**Direction 1:**
Answer these from the Japanese grammar page:
(a) What kind of adjective are 好き, 嫌い, 上手, 下手, 得意, and 苦手?
(b) According to the heading for the core rule, what does が mark?
(c) What English translation is given for 猫が好きです。犬より好きかもしれない。?
**Direction 2:** Duplicate the Japanese grammar page from "If you have" to "use about yourself.".
**Direction 3:** Go on with the Japanese grammar page from the point where it stops.

**Selected excerpt:**
>> begin

If you have said I like sushi in your head and translated it as ×寿司を好きです, you have made the single most common particle error English speakers make in Japanese. The words for liking, disliking, and being good or bad at something — 好き, 嫌い, 上手, 下手, 得意, 苦手 — are na-adjectives, and the thing you like or the skill you have is marked with が, not を. 寿司が好きです. 日本語が上手です. This page explains why が is correct (and why it is not a weird exception at all), covers the 〜のが好き pattern for liking an activity, and warns you about the humility rule that makes 上手 dangerous to use about yourself.
The core rule: が marks what English treats as the object
猫が好きです。犬より好きかもしれない。
neko ga suki desu. inu yori suki kamoshirenai
I like cats. Maybe even more than dogs.
兄は料理が上手ですね。お店みたいな味がする。

>> end

**Provided information:**
>> begin

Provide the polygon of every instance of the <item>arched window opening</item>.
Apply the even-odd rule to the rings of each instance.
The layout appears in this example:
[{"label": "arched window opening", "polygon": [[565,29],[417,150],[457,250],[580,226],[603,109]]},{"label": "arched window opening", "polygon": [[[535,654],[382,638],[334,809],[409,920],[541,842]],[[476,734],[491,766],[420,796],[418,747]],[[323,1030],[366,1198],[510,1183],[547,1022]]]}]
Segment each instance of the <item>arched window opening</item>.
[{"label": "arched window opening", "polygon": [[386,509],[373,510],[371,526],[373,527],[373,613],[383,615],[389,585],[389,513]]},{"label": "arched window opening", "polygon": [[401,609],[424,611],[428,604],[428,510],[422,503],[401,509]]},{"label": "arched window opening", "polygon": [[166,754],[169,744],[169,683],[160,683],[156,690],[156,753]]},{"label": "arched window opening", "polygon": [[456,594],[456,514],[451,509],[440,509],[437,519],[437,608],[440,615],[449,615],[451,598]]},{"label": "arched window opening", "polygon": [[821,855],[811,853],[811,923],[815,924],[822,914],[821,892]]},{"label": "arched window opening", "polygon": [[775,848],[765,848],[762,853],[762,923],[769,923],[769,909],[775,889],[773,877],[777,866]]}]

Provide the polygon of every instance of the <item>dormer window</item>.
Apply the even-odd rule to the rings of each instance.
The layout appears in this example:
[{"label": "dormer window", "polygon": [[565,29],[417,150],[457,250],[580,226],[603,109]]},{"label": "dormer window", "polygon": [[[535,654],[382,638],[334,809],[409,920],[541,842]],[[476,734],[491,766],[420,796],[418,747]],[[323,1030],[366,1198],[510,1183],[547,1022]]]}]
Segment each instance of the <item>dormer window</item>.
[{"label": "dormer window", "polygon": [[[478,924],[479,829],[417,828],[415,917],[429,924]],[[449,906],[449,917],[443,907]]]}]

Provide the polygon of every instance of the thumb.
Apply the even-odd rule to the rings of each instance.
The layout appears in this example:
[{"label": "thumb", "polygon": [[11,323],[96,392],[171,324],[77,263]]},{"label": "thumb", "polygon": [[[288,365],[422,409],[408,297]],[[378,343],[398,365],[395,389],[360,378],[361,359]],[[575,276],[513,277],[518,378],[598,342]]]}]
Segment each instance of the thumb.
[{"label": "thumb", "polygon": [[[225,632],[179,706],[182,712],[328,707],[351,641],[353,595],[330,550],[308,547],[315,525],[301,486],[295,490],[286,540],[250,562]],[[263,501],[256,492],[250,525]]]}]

>> end

**Task answer 1:**
(a) Na-adjectives.
(b) What English treats as the object.
(c) "I like cats. Maybe even more than dogs."

**Task answer 2:**
If you have said I like sushi in your head and translated it as ×寿司を好きです, you have made the single most common particle error English speakers make in Japanese. The words for liking, disliking, and being good or bad at something — 好き, 嫌い, 上手, 下手, 得意, 苦手 — are na-adjectives, and the thing you like or the skill you have is marked with が, not を. 寿司が好きです. 日本語が上手です. This page explains why が is correct (and why it is not a weird exception at all), covers the 〜のが好き pattern for liking an activity, and warns you about the humility rule that makes 上手 dangerous to use about yourself.

**Task answer 3:**
ani wa ryōri ga jōzu desu ne. omise mitai na aji ga suru
My older brother is good at cooking — it tastes like a restaurant.
運動が苦手なので、体育の授業がつらかった。
undō ga nigate na node, taiiku no jugyō ga tsurakatta
I'm bad at sports, so P.E. class was rough.
In each sentence the noun before が — 猫, 料理, 運動 — is what English would call the object of like / be good at. Japanese marks it with が. Learn this pattern once for the whole set:
| Word | Reading | Meaning | Pattern |
|---|---|---|---|
| 好き | suki | likeable → to like | 〜が好き |
| 嫌い | kirai | disliked → to dislike | 〜が嫌い |
| 上手 | jōzu | skilled → to be good at | 〜が上手 |
| 下手 | heta | unskilled → to be bad at | 〜が下手 |
| 得意 | tokui | one's strength | 〜が得意 |
| 苦手 | nigate | one's weak point | 〜が苦手 |
Why が and not を — these are adjectives, not verbs
The reason English speakers reach for を is that like, dislike, and be good at are transitive verbs in English — they take a direct object. But Japanese does not translate them as verbs. 好き, 上手, 嫌い are na-adjectives: they describe a state, not an action. を is the particle for the direct object of an action verb (パンを食べる "eat bread"). Since there is no action here — nobody is doing anything to the sushi — there is no を-object.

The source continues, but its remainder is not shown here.